--- Extrait fourni ---

À Jerada, la Commission en terrain minier

Sur les cendres du Hirak, le think tank nommé par Mohammed VI est allé à la rencontre des habitants de Jerada, petite ville minière où les investissements financiers récemment consentis par l’Etat n’ont pas effacé les rancœurs d’hier. Reportage.

Par

Le think tank itinérant a fait halte, le 29 février, à Jerada, un point noir du royaume tant il est sinistré. Crédit: TOUMI

On ne va pas dans l’Oriental sans raison. Foi de ce chauffeur de taxi naviguant dans les rues d’Oujda, la capitale régionale, à bord de sa vieille Mercedes : “Les touristes? Ceux qu’on voit ont déjà visité tout le Maroc. Ils viennent ici uniquement pour boucler la boucle.

Avec le deuxième taux de chômage du pays (16,3%) et une activité économique au plus bas, la région est, après le Sahara, le second désert du royaume  : seulement 25 habitants au kilomètre carré.

Dans la moitié nord, seul le Drâa-Tafilalet voisin sonne plus creux. La faute, notamment, au phénomène d’émigration massive qui touche la région depuis les années 1960 : plus d’un Marocain résidant à l’étranger sur trois est originaire de l’Oriental.

Hier, le Hirak

Devant le “centre d’accueil” de la ville minière de Jerada, deux véhicules de tourisme déversent les membres de la Commission spéciale sur le nouveau modèle de développement (CSMD).

A mi-parcours de sa tournée dans le “pays réel”, qui s’achèvera en juin prochain par la remise d’une feuille de route à Mohammed VI, le think tank itinérant fait halte, ce samedi 29 février, dans une des provinces les plus sinistrées du royaume.

---

- À faire
[1] Résumez en deux phrases le reportage sur Jerada.
[2] D'après le reportage sur Jerada, quand et comment la tournée de la Commission doit-elle s'achever ?
[3] Poursuivez le reportage sur Jerada à partir de sa dernière phrase.
Les enregistrements ne sont pas nécessaires.

--- Extraits de données ---

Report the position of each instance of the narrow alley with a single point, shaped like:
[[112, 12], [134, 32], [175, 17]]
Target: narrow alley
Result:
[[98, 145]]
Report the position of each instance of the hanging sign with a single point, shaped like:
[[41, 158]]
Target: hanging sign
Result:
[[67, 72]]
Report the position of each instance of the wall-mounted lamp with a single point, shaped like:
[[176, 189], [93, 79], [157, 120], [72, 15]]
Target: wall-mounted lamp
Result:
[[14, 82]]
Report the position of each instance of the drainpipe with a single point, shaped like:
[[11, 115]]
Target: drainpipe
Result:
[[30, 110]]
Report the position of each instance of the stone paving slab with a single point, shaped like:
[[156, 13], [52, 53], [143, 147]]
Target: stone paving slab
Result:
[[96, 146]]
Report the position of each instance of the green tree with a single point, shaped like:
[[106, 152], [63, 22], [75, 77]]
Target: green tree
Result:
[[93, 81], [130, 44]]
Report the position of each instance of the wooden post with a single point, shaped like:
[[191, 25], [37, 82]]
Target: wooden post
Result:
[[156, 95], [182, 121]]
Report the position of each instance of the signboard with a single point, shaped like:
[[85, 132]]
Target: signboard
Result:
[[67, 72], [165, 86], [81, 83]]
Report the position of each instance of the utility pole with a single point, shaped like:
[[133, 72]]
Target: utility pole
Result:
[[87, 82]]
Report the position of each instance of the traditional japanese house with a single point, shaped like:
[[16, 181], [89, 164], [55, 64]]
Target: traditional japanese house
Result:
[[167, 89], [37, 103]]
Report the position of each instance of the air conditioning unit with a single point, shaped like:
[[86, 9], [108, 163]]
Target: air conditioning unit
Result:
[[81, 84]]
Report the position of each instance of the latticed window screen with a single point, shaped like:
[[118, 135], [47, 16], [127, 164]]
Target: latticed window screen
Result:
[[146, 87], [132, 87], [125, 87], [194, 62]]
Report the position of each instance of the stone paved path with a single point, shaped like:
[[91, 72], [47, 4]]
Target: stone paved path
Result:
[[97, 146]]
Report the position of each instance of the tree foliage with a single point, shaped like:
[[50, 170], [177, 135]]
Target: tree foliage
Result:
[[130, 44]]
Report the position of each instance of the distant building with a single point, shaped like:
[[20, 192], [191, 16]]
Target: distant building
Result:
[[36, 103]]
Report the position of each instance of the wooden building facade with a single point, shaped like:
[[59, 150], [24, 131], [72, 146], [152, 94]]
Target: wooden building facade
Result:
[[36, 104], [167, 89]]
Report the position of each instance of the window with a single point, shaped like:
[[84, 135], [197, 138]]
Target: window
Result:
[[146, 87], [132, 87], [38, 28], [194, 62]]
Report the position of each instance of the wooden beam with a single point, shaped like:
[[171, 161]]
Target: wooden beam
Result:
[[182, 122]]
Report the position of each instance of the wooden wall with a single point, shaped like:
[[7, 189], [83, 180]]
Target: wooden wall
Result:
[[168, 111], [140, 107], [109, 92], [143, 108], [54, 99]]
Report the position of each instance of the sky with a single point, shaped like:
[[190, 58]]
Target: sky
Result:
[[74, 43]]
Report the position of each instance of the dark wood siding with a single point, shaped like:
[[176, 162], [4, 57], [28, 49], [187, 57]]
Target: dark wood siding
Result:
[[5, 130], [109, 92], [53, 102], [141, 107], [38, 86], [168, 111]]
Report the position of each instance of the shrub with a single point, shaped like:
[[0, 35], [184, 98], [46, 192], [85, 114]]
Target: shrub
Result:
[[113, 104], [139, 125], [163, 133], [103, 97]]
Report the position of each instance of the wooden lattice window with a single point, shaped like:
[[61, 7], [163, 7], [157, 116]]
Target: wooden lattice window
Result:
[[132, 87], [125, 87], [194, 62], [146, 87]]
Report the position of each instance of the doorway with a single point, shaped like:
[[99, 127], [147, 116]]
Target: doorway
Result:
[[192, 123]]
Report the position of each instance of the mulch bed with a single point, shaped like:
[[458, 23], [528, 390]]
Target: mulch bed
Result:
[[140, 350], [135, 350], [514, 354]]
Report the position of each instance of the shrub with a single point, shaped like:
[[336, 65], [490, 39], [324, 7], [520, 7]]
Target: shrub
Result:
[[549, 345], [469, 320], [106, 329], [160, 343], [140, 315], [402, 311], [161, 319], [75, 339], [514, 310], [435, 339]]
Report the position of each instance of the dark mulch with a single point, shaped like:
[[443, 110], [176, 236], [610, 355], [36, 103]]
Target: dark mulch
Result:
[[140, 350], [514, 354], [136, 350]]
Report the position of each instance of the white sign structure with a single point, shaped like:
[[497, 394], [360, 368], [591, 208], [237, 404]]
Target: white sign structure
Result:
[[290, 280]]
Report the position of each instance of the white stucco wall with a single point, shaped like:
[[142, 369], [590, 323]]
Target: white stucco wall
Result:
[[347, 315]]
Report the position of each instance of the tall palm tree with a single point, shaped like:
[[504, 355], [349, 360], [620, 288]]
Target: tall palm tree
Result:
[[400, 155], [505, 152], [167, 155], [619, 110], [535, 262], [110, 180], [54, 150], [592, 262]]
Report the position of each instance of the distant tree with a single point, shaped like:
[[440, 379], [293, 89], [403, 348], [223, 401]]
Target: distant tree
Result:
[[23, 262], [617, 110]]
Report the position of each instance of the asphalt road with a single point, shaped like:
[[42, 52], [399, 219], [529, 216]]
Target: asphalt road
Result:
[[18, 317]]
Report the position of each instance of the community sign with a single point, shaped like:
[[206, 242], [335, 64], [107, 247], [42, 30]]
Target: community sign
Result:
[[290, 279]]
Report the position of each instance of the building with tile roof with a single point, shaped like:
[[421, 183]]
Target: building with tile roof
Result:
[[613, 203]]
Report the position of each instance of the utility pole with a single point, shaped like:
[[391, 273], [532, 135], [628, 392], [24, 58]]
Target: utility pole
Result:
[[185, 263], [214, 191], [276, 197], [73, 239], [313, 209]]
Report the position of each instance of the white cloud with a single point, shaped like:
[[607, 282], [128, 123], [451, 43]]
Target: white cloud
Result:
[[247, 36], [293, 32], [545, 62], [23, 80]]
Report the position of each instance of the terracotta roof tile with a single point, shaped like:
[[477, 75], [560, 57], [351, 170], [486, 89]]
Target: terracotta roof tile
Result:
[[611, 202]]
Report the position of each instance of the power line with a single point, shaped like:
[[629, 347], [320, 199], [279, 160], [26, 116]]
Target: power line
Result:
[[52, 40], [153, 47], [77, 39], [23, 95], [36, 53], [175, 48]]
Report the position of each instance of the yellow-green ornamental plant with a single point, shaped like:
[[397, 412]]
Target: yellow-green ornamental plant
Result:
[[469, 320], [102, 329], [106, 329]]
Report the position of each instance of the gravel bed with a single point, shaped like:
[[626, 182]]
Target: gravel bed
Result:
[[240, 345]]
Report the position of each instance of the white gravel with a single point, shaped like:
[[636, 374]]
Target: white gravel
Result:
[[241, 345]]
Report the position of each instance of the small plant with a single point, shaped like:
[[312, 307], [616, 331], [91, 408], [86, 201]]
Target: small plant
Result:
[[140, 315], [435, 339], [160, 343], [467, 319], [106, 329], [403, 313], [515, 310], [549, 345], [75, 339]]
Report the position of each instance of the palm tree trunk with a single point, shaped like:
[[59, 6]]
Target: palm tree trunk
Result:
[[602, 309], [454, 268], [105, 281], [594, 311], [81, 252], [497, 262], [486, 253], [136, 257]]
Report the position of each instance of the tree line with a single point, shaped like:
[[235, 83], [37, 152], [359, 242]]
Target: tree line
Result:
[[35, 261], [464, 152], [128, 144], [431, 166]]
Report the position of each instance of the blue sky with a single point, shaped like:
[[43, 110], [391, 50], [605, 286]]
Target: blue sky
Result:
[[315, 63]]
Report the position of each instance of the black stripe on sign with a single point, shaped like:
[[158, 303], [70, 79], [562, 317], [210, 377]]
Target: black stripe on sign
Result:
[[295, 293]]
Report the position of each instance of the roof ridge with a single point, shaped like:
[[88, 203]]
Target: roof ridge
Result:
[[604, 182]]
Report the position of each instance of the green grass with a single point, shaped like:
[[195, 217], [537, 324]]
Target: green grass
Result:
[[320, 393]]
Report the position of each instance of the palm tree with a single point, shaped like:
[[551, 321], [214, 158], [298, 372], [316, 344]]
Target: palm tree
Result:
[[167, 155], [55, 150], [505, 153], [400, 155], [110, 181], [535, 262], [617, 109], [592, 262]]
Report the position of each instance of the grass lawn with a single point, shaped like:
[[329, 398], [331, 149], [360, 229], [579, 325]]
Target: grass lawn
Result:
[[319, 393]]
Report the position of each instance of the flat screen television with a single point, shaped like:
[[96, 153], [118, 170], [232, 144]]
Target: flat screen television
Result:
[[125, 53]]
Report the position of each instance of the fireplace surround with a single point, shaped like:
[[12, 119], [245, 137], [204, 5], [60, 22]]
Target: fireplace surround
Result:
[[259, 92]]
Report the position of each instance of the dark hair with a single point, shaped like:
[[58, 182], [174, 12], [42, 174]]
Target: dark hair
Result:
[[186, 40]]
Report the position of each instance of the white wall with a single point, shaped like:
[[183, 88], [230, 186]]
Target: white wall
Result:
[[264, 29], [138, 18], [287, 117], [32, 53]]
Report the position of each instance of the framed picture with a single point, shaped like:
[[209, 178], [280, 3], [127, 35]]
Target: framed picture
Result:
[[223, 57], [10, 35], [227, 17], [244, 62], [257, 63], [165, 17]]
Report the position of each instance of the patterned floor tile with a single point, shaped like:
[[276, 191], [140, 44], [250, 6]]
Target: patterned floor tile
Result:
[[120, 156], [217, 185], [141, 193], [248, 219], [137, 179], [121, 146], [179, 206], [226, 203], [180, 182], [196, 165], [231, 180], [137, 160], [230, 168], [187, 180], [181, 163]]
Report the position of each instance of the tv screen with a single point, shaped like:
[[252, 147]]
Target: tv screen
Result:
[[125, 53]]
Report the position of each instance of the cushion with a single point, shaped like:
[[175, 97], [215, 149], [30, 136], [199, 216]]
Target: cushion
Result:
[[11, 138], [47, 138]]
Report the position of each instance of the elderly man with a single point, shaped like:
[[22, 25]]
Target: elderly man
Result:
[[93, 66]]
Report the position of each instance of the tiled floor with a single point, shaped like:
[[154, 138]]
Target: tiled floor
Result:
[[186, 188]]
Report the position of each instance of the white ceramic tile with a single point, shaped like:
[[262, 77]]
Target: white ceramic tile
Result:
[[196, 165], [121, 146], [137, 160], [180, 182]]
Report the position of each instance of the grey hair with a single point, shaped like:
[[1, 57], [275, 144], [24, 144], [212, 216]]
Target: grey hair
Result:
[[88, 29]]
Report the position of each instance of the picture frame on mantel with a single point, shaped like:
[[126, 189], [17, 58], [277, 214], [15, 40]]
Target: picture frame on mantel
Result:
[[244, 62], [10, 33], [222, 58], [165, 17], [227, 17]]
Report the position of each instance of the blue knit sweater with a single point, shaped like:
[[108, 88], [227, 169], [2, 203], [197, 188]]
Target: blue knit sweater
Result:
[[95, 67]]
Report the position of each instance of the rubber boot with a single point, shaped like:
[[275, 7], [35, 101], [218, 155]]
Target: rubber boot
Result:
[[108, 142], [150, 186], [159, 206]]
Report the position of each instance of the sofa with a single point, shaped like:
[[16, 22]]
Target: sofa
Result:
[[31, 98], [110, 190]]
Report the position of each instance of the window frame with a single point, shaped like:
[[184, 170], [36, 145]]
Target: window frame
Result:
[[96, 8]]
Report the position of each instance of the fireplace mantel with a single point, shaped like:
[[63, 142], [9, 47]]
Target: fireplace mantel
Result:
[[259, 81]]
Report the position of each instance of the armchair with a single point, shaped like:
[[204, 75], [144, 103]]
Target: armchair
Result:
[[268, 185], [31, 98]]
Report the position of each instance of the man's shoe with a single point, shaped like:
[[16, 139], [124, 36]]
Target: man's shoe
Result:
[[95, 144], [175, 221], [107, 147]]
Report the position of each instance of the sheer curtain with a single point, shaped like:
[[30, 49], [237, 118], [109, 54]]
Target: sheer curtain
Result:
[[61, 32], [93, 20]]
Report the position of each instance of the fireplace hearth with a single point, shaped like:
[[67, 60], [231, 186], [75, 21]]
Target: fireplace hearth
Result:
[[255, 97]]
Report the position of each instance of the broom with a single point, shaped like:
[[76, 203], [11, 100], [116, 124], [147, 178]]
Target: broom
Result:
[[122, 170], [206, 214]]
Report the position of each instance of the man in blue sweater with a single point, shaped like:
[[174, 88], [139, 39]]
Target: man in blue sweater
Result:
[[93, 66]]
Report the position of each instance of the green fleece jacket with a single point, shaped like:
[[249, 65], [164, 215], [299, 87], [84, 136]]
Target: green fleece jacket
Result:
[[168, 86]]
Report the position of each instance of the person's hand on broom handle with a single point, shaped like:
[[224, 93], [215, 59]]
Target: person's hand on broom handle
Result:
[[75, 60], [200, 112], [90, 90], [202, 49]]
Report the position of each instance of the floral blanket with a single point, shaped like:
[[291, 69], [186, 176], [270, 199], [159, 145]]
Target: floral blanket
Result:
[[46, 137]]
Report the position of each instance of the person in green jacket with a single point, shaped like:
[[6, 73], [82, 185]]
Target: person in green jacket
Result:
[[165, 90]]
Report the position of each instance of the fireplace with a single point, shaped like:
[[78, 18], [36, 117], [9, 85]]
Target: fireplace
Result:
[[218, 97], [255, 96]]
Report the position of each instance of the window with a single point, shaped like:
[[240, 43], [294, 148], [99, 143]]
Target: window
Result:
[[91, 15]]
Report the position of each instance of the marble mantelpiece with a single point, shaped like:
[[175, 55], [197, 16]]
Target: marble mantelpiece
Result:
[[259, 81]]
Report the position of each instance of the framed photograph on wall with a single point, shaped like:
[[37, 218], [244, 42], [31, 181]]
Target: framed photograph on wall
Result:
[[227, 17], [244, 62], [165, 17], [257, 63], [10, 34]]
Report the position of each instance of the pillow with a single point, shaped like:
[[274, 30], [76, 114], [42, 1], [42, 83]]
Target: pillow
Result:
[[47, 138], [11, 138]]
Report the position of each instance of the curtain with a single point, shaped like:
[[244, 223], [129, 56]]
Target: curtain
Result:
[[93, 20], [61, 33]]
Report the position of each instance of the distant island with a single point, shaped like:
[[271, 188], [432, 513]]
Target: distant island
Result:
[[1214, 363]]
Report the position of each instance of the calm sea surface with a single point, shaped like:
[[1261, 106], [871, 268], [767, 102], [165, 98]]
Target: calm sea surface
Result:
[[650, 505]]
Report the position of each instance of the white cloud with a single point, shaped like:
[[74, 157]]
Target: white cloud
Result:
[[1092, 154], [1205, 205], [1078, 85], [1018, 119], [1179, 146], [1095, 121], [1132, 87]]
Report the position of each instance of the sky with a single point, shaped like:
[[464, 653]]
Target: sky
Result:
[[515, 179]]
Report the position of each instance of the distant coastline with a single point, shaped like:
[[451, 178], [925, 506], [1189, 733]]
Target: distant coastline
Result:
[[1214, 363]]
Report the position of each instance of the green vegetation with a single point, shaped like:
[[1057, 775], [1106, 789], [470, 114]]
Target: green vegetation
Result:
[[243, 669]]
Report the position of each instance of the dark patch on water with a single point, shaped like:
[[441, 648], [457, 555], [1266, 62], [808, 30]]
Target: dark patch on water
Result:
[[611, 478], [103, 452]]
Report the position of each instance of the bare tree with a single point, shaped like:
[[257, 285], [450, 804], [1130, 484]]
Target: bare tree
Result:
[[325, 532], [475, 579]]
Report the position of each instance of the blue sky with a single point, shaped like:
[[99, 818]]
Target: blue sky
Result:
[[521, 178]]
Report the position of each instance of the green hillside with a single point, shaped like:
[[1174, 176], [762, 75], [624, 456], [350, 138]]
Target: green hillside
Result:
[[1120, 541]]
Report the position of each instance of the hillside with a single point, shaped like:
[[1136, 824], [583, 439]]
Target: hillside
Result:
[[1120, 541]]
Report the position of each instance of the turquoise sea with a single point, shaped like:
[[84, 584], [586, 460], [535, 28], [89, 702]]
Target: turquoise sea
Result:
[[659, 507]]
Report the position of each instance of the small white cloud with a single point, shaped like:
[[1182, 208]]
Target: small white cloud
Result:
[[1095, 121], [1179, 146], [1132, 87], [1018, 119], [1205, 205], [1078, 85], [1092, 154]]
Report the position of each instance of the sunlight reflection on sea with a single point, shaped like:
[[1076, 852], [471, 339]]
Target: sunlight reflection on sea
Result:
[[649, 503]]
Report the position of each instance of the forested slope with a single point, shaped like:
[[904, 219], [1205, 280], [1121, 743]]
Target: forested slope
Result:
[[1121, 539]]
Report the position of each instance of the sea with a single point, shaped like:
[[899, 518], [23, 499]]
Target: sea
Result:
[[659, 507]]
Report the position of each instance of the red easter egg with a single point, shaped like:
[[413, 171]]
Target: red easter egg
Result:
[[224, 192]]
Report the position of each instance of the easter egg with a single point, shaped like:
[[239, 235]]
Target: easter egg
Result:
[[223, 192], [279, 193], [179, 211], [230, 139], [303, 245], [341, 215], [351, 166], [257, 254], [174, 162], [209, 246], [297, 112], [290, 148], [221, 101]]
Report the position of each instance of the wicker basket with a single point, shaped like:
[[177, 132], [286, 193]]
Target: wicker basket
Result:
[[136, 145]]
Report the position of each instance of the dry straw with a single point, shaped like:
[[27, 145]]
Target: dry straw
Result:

---

- Réponses par tâche
[1] L'Oriental, qui a le deuxième taux de chômage du pays et une faible densité de population et qui connaît une émigration massive depuis les années 1960, attire peu de touristes. Le 29 février, à mi-parcours de sa tournée, la Commission spéciale sur le nouveau modèle de développement a fait halte à Jerada, ville minière sinistrée où les investissements récents de l'État n'ont pas effacé les rancœurs d'hier.

[2] En juin prochain, par la remise d'une feuille de route à Mohammed VI.

[3]
Dans le hall du bâtiment associatif, syndicalistes, travailleurs des mines, anciens prisonniers sont disposés en cercle sur des chaises de bureau. A l’entrée des membres de la CSMD, pas d’applaudissements, pas d’effusions de joie. A peine quelques respectueux saluts de tête.

Ce n’est pas la première fois que les habitants de Jerada reçoivent la visite de gens d’“en haut”. Début 2018, le Chef du gouvernement a lui-même fait le déplacement jusqu’à Oujda avec un plan de développement économique sous le bras de presque un milliard de dirhams et la promesse de fermeture de toutes les mines non conformes, dans l’atmosphère fébrile des semaines ayant suivi le Hirak local.

Ce soulèvement populaire avait éclaté, en décembre 2017, après la mort de deux jeunes mineurs dans les mines de charbon de Jerada – principale ressource locale -, donnant lieu à de violents affrontements avec les forces de l’ordre.

Sur le lieu de réunion, comme pour abolir toute hiérarchie, la dizaine de commissaires présents prend discrètement place parmi l’assistance, de sorte qu’on ne les distingue bientôt plus des participants. A rebours de leurs habitudes, ces intellectuels ne sont pas là pour instruire, mais pour s’instruire.

De fait, en dehors du président Chakib Benmoussa, pas un membre de la mission royale ne prendra la parole pendant les quatre heures de la rencontre. Côté participants, en revanche, le micro vole de main en main.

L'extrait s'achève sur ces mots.